Coordinate annotation entries –
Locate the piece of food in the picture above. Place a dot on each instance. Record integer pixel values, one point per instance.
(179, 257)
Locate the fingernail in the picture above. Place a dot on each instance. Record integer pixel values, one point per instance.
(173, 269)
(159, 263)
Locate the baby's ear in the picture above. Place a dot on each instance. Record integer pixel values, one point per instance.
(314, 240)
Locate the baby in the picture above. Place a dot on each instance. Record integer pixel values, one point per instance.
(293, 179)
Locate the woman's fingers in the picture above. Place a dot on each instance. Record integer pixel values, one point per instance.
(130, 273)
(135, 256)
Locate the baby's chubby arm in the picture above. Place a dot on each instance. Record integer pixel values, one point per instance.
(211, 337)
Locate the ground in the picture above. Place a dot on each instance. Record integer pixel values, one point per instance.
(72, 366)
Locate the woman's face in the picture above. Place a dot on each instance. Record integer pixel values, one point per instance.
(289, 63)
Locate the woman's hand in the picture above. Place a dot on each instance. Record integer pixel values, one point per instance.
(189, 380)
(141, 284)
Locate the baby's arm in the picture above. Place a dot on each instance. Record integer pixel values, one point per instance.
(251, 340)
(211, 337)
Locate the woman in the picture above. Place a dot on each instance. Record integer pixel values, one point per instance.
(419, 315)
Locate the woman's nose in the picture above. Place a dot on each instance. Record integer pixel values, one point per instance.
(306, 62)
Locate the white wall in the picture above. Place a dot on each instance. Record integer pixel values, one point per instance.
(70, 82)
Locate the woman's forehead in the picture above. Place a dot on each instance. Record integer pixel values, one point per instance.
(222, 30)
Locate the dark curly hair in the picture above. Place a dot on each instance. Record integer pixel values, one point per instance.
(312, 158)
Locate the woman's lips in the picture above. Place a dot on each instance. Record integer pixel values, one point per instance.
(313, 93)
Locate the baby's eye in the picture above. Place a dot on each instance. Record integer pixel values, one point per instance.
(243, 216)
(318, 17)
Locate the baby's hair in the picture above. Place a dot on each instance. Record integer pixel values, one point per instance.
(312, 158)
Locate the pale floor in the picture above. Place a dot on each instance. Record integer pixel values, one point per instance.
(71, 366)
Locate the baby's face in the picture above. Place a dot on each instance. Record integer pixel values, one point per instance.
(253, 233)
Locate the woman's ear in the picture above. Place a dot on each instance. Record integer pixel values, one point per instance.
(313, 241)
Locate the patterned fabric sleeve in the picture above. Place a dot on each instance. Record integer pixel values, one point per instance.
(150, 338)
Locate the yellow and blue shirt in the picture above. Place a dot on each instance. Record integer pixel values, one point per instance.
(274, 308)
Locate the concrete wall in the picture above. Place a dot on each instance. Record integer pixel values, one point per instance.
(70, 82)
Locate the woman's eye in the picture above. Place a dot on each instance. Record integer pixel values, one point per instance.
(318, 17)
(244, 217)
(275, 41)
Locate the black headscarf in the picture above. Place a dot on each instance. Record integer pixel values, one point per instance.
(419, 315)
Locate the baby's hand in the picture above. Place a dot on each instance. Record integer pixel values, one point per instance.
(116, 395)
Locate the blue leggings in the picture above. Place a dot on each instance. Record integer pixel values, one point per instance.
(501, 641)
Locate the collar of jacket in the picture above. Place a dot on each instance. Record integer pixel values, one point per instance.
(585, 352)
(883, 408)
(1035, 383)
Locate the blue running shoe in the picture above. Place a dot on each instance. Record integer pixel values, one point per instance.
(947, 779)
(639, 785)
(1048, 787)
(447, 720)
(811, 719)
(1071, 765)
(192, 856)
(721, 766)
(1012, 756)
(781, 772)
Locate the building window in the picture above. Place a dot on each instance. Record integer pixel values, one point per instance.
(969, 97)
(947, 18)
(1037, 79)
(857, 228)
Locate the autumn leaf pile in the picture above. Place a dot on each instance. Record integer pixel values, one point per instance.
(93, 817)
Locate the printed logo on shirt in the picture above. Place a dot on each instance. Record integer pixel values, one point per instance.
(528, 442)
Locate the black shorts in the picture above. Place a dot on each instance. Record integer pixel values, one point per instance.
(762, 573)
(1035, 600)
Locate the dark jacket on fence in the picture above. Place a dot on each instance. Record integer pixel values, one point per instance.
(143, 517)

OBJECTIVE – Copy each entry exactly, with nothing added or dropped.

WRITTEN SOLUTION –
Locate the piece of food in the picture above. Place a dot on each instance. Record integer pixel values, one point per instance.
(179, 257)
Locate the fingernail in the picture above. Place a dot on each instance. Record integer pixel values, one point per instance.
(173, 269)
(159, 263)
Locate the baby's ear in the picture above. Place a dot on each instance. Record integer pixel values, one point per instance.
(314, 240)
Locate the baby in the picture above. Place a dot on each instance. Record integer pixel values, one point per instance.
(293, 179)
Locate the woman's fingers in the picture above. Place a dot on each instance. Record integer pixel values, one point per instance.
(130, 273)
(135, 256)
Locate the baby's chubby arm in the picture above. Place a dot on each instance. Record integer pixel values, one point per instance.
(211, 337)
Locate the ground in the picture above. Place a dot on each instance. Record integer pixel values, one point per instance.
(72, 366)
Locate the woman's face in the picture above. Place a dot on each instance. Record integer pixel values, one point per instance.
(289, 63)
Locate the woman's hand in the picture above. Place a dot on each instance. Record integer pixel values, one point per instance.
(189, 380)
(141, 284)
Locate the baby's arm in the picture above. Place a dot on each instance. Record integer pixel values, one point per instance.
(251, 340)
(211, 337)
Locate the woman in the picture above. Place a dot on each instance. Record integer pixel values, one point per instance.
(419, 315)
Locate the woman's nose in the picture above. Place a dot on each instance. Record integer pixel values, one point per instance.
(306, 62)
Locate the white wall in the picture above. Place a dot on each instance. Record integer pixel values, one point per instance.
(70, 82)
Locate the woman's forehead in the picture above. Place a dot on each instance. Record integer pixel values, one point per instance.
(222, 30)
Locate the dark curly hair in the picture above. Place a dot on each instance. Record integer pixel values, one point per instance.
(312, 158)
Locate the woman's lips in the picture above. Place a dot on each instance. Record integer pixel values, one point per instance.
(313, 93)
Locate the baby's eye in the picture above. Place a dot on each instance. Record integer pixel values, one point per instance.
(243, 216)
(318, 17)
Locate the baby's hair in the picture above. Place a dot on each instance. Record integer pixel values, one point per instance.
(312, 158)
Locate the pale floor in the picture above. Place a dot on each instance. Record integer pixel values, one point per instance.
(71, 366)
Locate the baby's face in the picture above. Place a dot on each instance. Record integer pixel values, one point per instance.
(253, 233)
Locate the woman's ear in the picture above. Place a dot on each instance. Record integer pixel values, one point per instance.
(313, 241)
Locate the patterned fabric sleeve in the picture above. Place a dot on each instance. Record integer pixel values, one point per instance.
(150, 338)
Locate the yellow and blue shirt in the picture above. Place a dot on each instance. Record integer pixel values, one point per instance.
(274, 308)
Locate the concrete wall in the picture above. Place a dot on each instance. Record integer pixel values, one point per instance.
(70, 82)
Locate the woman's eye in the picture above. Place a dot on each instance. Record integer pixel values, one point per instance.
(318, 17)
(244, 217)
(275, 41)
Locate the black headscarf in the picture above. Place a dot on each instance. Record integer pixel values, one point per instance.
(419, 315)
Locate the baby's hand in the picture above. Place a dot on each instance. Record integer pixel values, one point per instance.
(116, 395)
Locate the blue leggings in the picture above. Place a dot on each instance. Record integer pixel values, one point per instance.
(501, 641)
Locate the collar of jacket in the picture above. Place a dot on each instance. Record integer pixel values, one point per instance.
(585, 352)
(883, 408)
(1035, 383)
Locate the blue running shoe in the picture above. Place a dot on each instance. Record integer pixel values, one point per instance.
(947, 779)
(639, 785)
(1048, 787)
(447, 720)
(811, 719)
(1071, 765)
(192, 856)
(721, 766)
(1012, 756)
(781, 772)
Locate the building window in the picture above. Place a dot on each instance. Record integer pixel values, one point per instance.
(969, 97)
(947, 18)
(1037, 79)
(857, 228)
Locate the autumn leaf pile in the picture above. Place a dot on each instance. Record integer pixel values, one point per instance.
(93, 817)
Locate the printed logo on shirt in the picture above. Place a dot on each instance. Record integer pixel values, one point per instance.
(528, 442)
Locate the black shorts in the picture above. Place a dot on each instance. Record integer pixel values, one point per instance.
(762, 573)
(1035, 600)
Locate the dark jacket on fence in the picture above. Place a dot on each instance. Record integer pixel values, one point per instance.
(143, 517)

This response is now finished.